[Start Excerpted data]
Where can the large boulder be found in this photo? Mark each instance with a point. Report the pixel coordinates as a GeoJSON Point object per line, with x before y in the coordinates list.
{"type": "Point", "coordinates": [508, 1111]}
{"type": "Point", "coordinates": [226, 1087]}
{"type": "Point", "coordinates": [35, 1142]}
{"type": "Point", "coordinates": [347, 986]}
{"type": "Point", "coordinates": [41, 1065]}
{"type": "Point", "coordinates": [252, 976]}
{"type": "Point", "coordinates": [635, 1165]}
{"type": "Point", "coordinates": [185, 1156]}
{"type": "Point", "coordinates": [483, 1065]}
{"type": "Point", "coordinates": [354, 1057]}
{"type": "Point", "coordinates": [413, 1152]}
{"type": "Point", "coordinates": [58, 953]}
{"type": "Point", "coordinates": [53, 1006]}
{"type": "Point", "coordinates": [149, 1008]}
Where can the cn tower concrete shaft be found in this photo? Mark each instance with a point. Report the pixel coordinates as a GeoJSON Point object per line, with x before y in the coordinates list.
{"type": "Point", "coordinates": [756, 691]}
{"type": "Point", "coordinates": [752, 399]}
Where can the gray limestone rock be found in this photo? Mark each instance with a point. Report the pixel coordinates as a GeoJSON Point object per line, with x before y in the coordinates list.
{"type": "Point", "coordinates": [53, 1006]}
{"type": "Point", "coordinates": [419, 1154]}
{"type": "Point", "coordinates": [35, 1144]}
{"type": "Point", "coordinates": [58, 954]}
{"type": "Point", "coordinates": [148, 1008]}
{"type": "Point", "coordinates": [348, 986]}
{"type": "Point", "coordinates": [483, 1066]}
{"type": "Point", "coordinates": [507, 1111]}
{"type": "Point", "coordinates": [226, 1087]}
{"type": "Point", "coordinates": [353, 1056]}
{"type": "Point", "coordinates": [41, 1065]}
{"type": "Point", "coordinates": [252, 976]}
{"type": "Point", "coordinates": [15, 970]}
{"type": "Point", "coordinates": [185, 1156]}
[End Excerpted data]
#### Your goal
Locate every line in the lines above that contains the word "rock" and copy each one out. Case counts.

#### Correct response
Where can the gray limestone rock be found in this photo? Mark each instance with a point. Report the pixel coordinates as a GeoJSON Point object per line, with x before y in the coordinates list.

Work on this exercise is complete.